* What the task asks
Please reproduce the material below, swapping every occurrence of "rough mask" for "coarse mask" and leaving everything else unchanged.

* Exercise data
<<<<
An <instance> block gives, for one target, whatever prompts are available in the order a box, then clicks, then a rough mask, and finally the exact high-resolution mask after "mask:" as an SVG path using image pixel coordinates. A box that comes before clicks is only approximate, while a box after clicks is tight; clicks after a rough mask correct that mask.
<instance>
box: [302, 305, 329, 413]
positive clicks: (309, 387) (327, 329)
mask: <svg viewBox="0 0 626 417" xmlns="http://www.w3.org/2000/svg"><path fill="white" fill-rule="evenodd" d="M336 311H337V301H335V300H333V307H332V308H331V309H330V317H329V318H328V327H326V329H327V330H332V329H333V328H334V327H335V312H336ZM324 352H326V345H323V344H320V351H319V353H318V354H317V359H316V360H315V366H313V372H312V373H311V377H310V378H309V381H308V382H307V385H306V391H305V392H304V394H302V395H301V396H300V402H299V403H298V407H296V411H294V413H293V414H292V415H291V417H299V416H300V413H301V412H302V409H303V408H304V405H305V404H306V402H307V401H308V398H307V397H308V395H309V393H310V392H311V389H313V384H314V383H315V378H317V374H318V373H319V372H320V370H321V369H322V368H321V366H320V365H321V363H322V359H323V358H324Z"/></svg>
>>>>
* Written answer
An <instance> block gives, for one target, whatever prompts are available in the order a box, then clicks, then a coarse mask, and finally the exact high-resolution mask after "mask:" as an SVG path using image pixel coordinates. A box that comes before clicks is only approximate, while a box after clicks is tight; clicks after a coarse mask correct that mask.
<instance>
box: [302, 305, 329, 413]
positive clicks: (309, 387) (327, 329)
mask: <svg viewBox="0 0 626 417" xmlns="http://www.w3.org/2000/svg"><path fill="white" fill-rule="evenodd" d="M336 311H337V301H335V300H333V307H332V308H331V309H330V317H329V318H328V327H326V329H327V330H332V329H333V328H334V327H335V312H336ZM324 352H326V345H323V344H320V351H319V353H318V354H317V359H316V360H315V366H313V372H312V373H311V377H310V378H309V381H308V382H307V385H306V391H305V392H304V394H302V395H301V396H300V402H299V403H298V407H296V411H294V413H293V414H292V415H291V417H299V416H300V413H301V412H302V409H303V408H304V405H305V404H306V402H307V401H308V398H307V397H308V395H309V393H310V392H311V389H313V384H314V383H315V378H317V374H318V373H319V372H320V370H321V369H322V368H321V366H320V365H321V363H322V359H323V358H324Z"/></svg>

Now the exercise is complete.